• DIRECTIVE:
Rewrite the listing below, replacing "pebble" with "stone" wherever it appears and changing nothing else. Omit the pictures from your version.

Begin

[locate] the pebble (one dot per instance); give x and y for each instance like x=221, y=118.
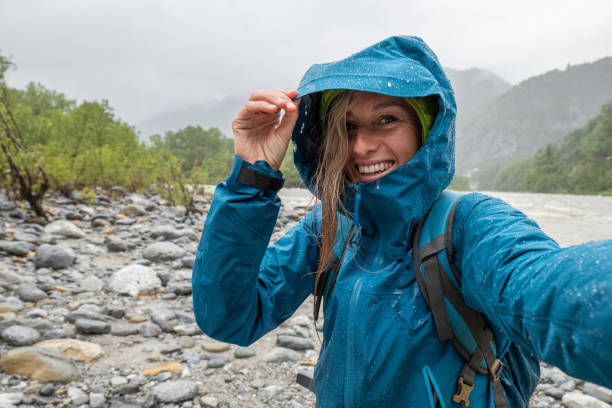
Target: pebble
x=175, y=391
x=90, y=326
x=215, y=346
x=20, y=335
x=244, y=352
x=577, y=400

End

• TASK SOLUTION:
[locate] the stone (one dot per instance); give x and y for each instance like x=221, y=118.
Target: stone
x=175, y=391
x=90, y=326
x=215, y=346
x=20, y=335
x=244, y=352
x=577, y=400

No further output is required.